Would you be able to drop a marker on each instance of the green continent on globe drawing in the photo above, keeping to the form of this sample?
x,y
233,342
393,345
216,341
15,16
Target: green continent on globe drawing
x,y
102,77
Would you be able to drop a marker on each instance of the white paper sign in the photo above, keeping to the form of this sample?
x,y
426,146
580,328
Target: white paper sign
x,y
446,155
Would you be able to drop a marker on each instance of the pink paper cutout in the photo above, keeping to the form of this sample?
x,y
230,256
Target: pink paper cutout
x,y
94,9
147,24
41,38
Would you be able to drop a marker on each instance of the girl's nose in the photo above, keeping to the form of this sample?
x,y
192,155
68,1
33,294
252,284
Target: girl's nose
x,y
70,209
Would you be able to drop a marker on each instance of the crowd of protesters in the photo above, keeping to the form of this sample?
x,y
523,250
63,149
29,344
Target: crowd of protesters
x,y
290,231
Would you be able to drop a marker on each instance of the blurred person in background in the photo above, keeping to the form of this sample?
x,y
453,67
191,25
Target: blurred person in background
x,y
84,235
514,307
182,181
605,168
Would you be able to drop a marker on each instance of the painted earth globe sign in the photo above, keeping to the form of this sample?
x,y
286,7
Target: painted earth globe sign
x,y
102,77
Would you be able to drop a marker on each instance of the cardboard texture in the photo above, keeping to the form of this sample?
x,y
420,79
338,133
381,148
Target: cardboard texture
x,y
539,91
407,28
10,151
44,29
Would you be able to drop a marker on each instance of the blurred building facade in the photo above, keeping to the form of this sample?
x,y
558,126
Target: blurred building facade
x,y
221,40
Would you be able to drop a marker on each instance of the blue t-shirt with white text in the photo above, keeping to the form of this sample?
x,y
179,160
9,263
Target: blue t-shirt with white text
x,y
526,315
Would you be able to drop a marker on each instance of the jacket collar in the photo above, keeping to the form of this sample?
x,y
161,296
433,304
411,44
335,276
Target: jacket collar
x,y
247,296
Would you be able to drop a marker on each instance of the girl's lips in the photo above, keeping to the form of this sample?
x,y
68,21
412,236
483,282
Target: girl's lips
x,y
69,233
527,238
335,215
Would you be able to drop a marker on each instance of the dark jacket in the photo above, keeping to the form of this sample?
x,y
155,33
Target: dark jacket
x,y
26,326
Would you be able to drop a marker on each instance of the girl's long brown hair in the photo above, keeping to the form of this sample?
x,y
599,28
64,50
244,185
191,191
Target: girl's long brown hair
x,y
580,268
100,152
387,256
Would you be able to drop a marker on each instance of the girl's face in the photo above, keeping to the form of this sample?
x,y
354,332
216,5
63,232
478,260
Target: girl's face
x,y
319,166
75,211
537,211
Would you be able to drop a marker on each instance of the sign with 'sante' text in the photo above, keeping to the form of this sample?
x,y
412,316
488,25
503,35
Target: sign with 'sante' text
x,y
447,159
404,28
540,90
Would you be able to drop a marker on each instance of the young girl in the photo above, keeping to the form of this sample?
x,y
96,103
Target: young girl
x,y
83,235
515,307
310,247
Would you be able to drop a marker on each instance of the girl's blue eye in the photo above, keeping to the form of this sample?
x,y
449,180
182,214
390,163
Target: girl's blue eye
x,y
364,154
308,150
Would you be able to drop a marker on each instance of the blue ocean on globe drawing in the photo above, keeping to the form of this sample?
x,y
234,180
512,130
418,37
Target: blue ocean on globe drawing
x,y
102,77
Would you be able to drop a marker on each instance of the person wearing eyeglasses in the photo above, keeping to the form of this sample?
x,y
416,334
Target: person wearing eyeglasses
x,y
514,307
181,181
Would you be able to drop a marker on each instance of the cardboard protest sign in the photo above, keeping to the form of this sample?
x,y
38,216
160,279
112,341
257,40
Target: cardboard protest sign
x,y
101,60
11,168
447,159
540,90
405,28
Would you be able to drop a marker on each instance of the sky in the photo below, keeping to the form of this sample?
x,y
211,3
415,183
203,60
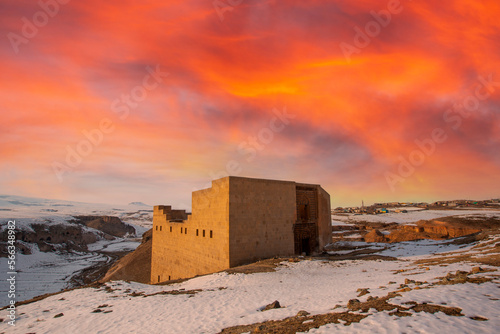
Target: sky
x,y
122,101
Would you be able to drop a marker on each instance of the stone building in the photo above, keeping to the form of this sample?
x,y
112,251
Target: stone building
x,y
237,221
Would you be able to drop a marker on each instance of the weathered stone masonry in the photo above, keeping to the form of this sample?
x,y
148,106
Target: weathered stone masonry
x,y
237,221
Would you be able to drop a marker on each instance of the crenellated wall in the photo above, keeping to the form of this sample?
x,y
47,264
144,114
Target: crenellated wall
x,y
237,221
196,246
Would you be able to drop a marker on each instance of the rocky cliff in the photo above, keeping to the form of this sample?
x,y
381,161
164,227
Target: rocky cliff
x,y
135,266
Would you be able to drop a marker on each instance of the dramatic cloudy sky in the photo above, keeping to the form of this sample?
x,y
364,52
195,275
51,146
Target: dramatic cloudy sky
x,y
353,107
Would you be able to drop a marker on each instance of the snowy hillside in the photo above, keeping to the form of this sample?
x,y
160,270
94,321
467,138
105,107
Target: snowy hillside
x,y
410,217
135,213
48,272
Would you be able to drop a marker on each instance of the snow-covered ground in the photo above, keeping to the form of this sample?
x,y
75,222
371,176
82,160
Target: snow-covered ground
x,y
59,211
410,216
316,286
40,273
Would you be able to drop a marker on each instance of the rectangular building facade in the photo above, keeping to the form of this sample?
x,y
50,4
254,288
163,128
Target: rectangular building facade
x,y
237,221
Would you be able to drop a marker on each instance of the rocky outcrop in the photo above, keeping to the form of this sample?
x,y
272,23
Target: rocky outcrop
x,y
107,224
435,230
135,266
375,236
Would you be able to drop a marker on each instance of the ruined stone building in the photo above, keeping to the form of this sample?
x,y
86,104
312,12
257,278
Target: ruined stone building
x,y
237,221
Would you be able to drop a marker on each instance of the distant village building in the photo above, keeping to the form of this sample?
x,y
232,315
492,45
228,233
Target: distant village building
x,y
237,221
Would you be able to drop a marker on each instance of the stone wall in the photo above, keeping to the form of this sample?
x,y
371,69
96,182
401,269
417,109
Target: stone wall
x,y
236,221
262,214
196,246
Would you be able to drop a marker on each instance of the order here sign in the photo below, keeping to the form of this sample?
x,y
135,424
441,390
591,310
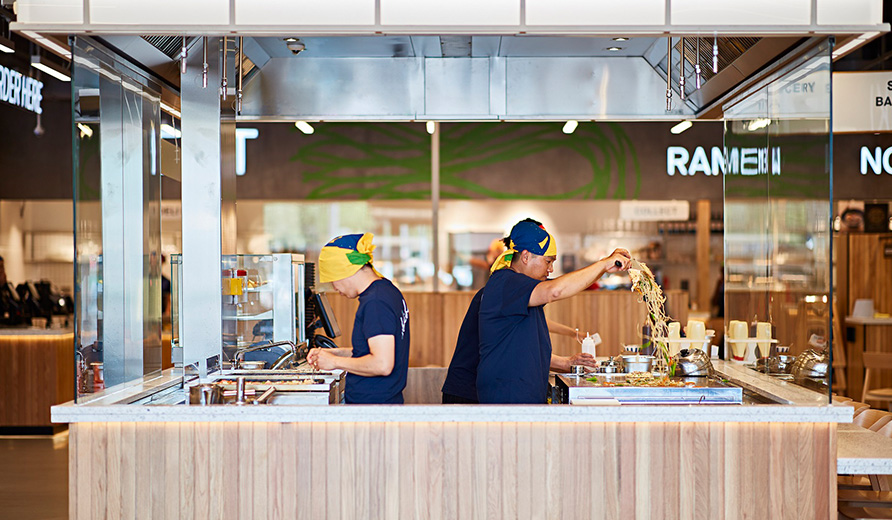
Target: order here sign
x,y
20,90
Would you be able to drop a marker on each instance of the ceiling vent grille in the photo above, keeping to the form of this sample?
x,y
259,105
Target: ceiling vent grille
x,y
169,45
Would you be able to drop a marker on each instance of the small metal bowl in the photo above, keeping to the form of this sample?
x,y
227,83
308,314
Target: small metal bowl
x,y
578,370
637,363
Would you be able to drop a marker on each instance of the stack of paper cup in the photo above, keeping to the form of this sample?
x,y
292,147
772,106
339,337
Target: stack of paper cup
x,y
674,333
696,329
763,331
737,335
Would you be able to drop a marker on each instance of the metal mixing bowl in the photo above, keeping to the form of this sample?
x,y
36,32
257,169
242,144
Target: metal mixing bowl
x,y
693,362
780,364
811,363
637,363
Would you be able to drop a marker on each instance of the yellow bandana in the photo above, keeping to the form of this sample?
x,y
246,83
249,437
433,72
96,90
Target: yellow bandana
x,y
343,256
529,236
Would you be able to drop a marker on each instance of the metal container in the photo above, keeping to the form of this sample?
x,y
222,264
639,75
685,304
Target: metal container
x,y
637,363
608,367
780,364
811,363
205,394
693,362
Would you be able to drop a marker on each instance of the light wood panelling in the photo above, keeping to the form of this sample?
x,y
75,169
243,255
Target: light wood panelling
x,y
36,372
869,270
435,319
873,338
455,470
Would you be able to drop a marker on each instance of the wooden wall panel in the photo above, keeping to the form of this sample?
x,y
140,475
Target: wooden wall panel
x,y
455,470
869,270
36,372
436,318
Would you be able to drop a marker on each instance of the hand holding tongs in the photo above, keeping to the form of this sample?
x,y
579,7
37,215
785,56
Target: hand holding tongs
x,y
633,264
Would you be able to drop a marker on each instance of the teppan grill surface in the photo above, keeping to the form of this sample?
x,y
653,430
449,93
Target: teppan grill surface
x,y
609,389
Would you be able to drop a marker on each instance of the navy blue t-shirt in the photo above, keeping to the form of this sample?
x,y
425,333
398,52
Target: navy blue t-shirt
x,y
515,348
461,378
382,310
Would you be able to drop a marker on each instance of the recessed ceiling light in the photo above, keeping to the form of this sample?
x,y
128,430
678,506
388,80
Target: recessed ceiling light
x,y
681,127
304,127
570,127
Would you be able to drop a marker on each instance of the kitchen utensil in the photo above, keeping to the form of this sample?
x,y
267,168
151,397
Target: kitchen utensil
x,y
810,363
693,362
637,363
608,367
205,394
780,364
578,369
633,264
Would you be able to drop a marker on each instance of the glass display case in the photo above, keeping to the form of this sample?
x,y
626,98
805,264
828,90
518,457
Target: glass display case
x,y
263,303
778,212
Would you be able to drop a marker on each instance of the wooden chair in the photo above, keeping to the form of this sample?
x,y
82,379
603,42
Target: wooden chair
x,y
868,418
840,384
859,407
883,421
873,363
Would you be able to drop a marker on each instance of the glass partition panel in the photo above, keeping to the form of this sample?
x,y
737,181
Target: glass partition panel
x,y
116,113
778,193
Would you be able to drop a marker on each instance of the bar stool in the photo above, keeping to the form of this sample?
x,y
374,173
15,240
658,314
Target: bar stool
x,y
868,418
873,363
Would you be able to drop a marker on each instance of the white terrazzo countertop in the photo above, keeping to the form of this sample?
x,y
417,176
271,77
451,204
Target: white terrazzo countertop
x,y
858,320
860,451
28,331
801,405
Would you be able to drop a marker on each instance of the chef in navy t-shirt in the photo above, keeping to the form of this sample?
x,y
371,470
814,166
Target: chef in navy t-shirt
x,y
515,348
378,361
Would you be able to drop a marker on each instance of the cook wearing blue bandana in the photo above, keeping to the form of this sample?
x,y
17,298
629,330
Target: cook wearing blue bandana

◇ ◇ ◇

Each line above where the word "cook" occurs should be copied out.

* Answer to this exercise:
Would you be able to drop a marker on each instance of the cook wearing blue bandana in the photo above, keeping to the form of this sample?
Target: cook wearing blue bandana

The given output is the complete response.